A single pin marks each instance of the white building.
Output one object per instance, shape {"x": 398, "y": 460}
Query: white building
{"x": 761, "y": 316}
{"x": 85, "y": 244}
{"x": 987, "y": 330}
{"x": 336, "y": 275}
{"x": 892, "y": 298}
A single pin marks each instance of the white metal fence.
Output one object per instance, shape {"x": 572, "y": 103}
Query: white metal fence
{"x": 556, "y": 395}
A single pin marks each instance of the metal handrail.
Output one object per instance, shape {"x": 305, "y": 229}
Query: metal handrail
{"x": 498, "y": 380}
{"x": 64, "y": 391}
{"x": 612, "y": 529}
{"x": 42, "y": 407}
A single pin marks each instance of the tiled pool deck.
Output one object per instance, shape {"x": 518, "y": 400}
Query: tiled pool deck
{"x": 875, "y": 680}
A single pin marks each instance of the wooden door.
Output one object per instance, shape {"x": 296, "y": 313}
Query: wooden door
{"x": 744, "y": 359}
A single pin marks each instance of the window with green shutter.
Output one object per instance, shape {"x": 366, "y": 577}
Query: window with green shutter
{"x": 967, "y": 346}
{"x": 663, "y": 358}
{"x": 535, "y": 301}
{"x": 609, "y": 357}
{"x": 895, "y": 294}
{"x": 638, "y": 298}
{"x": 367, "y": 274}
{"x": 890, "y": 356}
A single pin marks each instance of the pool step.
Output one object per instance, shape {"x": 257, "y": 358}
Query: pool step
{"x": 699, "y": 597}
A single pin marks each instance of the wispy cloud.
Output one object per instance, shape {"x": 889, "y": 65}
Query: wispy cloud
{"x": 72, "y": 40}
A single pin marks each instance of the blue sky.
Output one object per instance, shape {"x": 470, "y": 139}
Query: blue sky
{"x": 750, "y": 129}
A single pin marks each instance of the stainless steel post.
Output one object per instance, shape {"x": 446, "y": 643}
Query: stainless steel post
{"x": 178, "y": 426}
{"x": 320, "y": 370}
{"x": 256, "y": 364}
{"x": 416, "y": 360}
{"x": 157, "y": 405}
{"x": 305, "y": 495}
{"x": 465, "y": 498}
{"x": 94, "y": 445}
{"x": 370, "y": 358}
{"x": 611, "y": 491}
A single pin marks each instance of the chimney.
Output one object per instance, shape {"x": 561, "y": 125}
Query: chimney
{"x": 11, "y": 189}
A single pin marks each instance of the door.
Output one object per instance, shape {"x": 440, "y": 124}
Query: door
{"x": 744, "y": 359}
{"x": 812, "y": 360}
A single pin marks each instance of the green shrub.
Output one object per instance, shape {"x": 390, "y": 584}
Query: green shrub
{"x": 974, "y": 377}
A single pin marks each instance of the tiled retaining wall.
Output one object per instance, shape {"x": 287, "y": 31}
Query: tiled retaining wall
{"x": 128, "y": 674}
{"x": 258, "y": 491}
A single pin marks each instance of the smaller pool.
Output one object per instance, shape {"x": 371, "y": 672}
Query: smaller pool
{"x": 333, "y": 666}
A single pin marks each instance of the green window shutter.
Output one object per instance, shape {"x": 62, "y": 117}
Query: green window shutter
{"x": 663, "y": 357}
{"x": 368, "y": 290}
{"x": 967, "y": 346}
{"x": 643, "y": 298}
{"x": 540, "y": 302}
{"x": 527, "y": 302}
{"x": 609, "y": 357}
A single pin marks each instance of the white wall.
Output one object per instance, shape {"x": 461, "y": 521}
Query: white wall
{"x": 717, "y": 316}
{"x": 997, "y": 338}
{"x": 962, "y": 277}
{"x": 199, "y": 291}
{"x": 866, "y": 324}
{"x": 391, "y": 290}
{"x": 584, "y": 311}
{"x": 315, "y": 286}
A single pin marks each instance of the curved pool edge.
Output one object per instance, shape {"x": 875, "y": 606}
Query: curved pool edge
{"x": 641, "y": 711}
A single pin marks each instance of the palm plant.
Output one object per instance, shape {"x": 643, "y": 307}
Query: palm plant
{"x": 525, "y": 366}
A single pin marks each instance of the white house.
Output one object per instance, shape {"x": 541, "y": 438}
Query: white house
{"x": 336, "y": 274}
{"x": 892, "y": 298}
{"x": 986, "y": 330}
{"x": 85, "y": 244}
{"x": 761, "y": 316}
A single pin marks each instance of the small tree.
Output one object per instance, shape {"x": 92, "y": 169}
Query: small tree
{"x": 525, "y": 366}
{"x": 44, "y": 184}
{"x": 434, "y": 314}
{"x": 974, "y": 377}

● ● ● ● ●

What the exercise asks =>
For the records above, restate every line word for word.

Written reply =>
A single pin marks each instance of the white building.
Output one object per instance, shape {"x": 398, "y": 460}
Query: white building
{"x": 761, "y": 316}
{"x": 85, "y": 244}
{"x": 987, "y": 330}
{"x": 336, "y": 275}
{"x": 892, "y": 298}
A single pin marks each instance of the white metal fence.
Output one object per instance, shape {"x": 572, "y": 103}
Query: white metal fence
{"x": 556, "y": 395}
A single pin marks each instance of the metal handrail.
Output one object per instance, shape {"x": 305, "y": 229}
Query: metal handrail
{"x": 498, "y": 380}
{"x": 64, "y": 391}
{"x": 612, "y": 529}
{"x": 42, "y": 407}
A single pin marks each instance of the tiled pool deck.
Output one object per instance, shape {"x": 518, "y": 400}
Query: tiled pool deck
{"x": 875, "y": 680}
A single pin marks each instance of the wooden door.
Output one object per instance, shape {"x": 296, "y": 313}
Query: wooden door
{"x": 744, "y": 359}
A single pin marks each instance of the window with green shutter.
Output one object per instance, shape {"x": 366, "y": 577}
Query: window with green shutter
{"x": 967, "y": 346}
{"x": 663, "y": 358}
{"x": 535, "y": 301}
{"x": 609, "y": 357}
{"x": 895, "y": 294}
{"x": 638, "y": 298}
{"x": 367, "y": 274}
{"x": 890, "y": 356}
A single pin marks each instance of the pool step.
Output one object per instance, shape {"x": 257, "y": 358}
Query: pool step
{"x": 699, "y": 597}
A single pin marks each instance of the wispy cloud.
Output one object per instance, shape {"x": 889, "y": 65}
Query: wispy cloud
{"x": 72, "y": 40}
A single pin marks each instance of the blue sky.
Output one object per instance, shape {"x": 470, "y": 139}
Query: blue sky
{"x": 750, "y": 129}
A single pin marks each instance of the stainless steel post.
Output one object per instance, shape {"x": 446, "y": 643}
Query: stainless steel post
{"x": 178, "y": 426}
{"x": 320, "y": 370}
{"x": 256, "y": 364}
{"x": 416, "y": 360}
{"x": 157, "y": 405}
{"x": 305, "y": 495}
{"x": 465, "y": 498}
{"x": 94, "y": 445}
{"x": 370, "y": 358}
{"x": 611, "y": 491}
A single pin marks each instance of the chimney.
Output one object per instance, shape {"x": 561, "y": 125}
Query: chimney
{"x": 11, "y": 189}
A single pin marks each instance of the door.
Output one object per instance, shape {"x": 440, "y": 124}
Query: door
{"x": 744, "y": 359}
{"x": 812, "y": 360}
A single pin marks each instance of the green shrub.
Output one object per instance, shape {"x": 390, "y": 584}
Query: green shrub
{"x": 974, "y": 377}
A single pin marks each instance of the tiled retaining wall.
Output one object per instance, shape {"x": 287, "y": 31}
Query: tiled retaining wall
{"x": 128, "y": 674}
{"x": 258, "y": 491}
A single pin marks each instance of the smaller pool.
Output one object per instance, shape {"x": 371, "y": 672}
Query: smaller pool
{"x": 333, "y": 666}
A single pin marks each instance of the green window shutter.
Output one object per instance, shape {"x": 62, "y": 117}
Query: green window shutter
{"x": 663, "y": 357}
{"x": 368, "y": 290}
{"x": 967, "y": 346}
{"x": 643, "y": 298}
{"x": 540, "y": 302}
{"x": 527, "y": 302}
{"x": 609, "y": 357}
A single pin marks each instance of the white wall.
Output one object per instance, shape {"x": 461, "y": 521}
Query: white wall
{"x": 717, "y": 316}
{"x": 997, "y": 338}
{"x": 962, "y": 277}
{"x": 199, "y": 291}
{"x": 866, "y": 324}
{"x": 391, "y": 290}
{"x": 584, "y": 311}
{"x": 315, "y": 286}
A single pin marks each instance of the curved pool edge.
Output one object per instance, shape {"x": 875, "y": 606}
Query: curved pool edge
{"x": 641, "y": 711}
A single pin marks each instance of the palm plant.
Output one object per instance, shape {"x": 643, "y": 307}
Query: palm plant
{"x": 525, "y": 366}
A single pin marks each instance of the white house.
Output one object per instance, shape {"x": 541, "y": 438}
Query: white house
{"x": 336, "y": 274}
{"x": 892, "y": 298}
{"x": 986, "y": 330}
{"x": 85, "y": 244}
{"x": 761, "y": 316}
A single pin marks each instance of the small tree.
Output one object per instance, shape {"x": 92, "y": 169}
Query: small tree
{"x": 525, "y": 366}
{"x": 44, "y": 184}
{"x": 434, "y": 314}
{"x": 974, "y": 377}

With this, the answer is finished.